§ Stated goal
The listing beneath should be written out in full, exactly as shown.

[Rows from a pointing dataset]
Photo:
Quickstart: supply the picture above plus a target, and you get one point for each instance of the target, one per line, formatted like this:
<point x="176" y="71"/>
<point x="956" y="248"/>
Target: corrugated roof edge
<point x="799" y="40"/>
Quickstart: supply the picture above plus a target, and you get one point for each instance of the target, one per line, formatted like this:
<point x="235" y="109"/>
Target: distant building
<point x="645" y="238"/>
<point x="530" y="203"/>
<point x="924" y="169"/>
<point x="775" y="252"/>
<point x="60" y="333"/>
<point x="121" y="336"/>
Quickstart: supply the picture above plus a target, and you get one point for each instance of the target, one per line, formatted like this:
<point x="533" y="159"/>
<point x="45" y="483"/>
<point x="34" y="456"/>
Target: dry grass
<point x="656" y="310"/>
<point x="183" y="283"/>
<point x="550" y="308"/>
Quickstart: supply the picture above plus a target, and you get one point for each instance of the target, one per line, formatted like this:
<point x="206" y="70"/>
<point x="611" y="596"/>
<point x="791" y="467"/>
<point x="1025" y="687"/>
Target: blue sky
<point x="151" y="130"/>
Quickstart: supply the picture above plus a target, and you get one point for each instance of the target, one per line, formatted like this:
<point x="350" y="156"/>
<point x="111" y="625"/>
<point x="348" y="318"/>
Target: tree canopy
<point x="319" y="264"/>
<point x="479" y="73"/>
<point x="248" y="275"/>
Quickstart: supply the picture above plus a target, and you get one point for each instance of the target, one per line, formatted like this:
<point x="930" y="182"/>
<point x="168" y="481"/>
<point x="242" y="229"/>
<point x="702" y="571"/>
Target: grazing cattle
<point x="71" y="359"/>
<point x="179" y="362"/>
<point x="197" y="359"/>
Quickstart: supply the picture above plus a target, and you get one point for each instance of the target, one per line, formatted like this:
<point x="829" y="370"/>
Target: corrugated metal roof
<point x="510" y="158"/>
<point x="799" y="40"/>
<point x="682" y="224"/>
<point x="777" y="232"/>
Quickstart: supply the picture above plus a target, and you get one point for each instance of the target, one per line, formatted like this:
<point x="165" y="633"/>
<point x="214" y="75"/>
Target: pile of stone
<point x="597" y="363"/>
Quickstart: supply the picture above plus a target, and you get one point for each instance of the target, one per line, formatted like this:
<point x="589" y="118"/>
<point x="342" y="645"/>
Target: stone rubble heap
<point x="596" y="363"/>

§ Exercise output
Photo:
Quickstart: supply the picture above plus a target, and you get one point for each instance of the target, one per line, formatted like this:
<point x="176" y="71"/>
<point x="956" y="248"/>
Target: corrugated roof edge
<point x="799" y="40"/>
Quickstart: supply the picture above plus a target, and you get one point for each instance of the target, one per line, formatted like this:
<point x="235" y="109"/>
Target: distant building
<point x="645" y="238"/>
<point x="530" y="203"/>
<point x="924" y="169"/>
<point x="775" y="252"/>
<point x="60" y="333"/>
<point x="121" y="336"/>
Quickstart: supply the picture above plus a target, and you get one point for each instance of the target, one per line, formatted like this:
<point x="533" y="159"/>
<point x="45" y="483"/>
<point x="34" y="456"/>
Target: dry grass
<point x="656" y="310"/>
<point x="183" y="283"/>
<point x="550" y="308"/>
Quickstart: supply the picture above plus a target, and you get one point for each instance of the target, one per line, formatted like this:
<point x="206" y="70"/>
<point x="611" y="596"/>
<point x="791" y="467"/>
<point x="1025" y="687"/>
Target: blue sky
<point x="151" y="130"/>
Quickstart: supply the picture above plus a target, and you get one point for each instance of the target, one per line, formatted like this:
<point x="350" y="156"/>
<point x="111" y="625"/>
<point x="348" y="318"/>
Target: tree canopy
<point x="319" y="264"/>
<point x="479" y="73"/>
<point x="248" y="275"/>
Quickstart: supply the picture above plus a target, and you get one point for each instance of the target, one per line, formatted like this:
<point x="930" y="182"/>
<point x="168" y="481"/>
<point x="242" y="229"/>
<point x="702" y="571"/>
Target: grazing cattle
<point x="71" y="359"/>
<point x="179" y="362"/>
<point x="197" y="359"/>
Quickstart: supply the picture above plus a target, and you get one point for each instance of the target, one per line, formatted like this:
<point x="829" y="370"/>
Target: corrugated metal roof
<point x="510" y="158"/>
<point x="799" y="40"/>
<point x="682" y="224"/>
<point x="777" y="232"/>
Quickstart: supply the picture above plus a target, and you get one point for each instance of the target, one per line, formatted like this:
<point x="165" y="633"/>
<point x="214" y="75"/>
Target: pile of stone
<point x="597" y="363"/>
Quickstart: supply the picture above plus a target, and you get one point for each instance of the target, one per line, formatted like this:
<point x="589" y="118"/>
<point x="342" y="645"/>
Target: stone rubble heap
<point x="596" y="363"/>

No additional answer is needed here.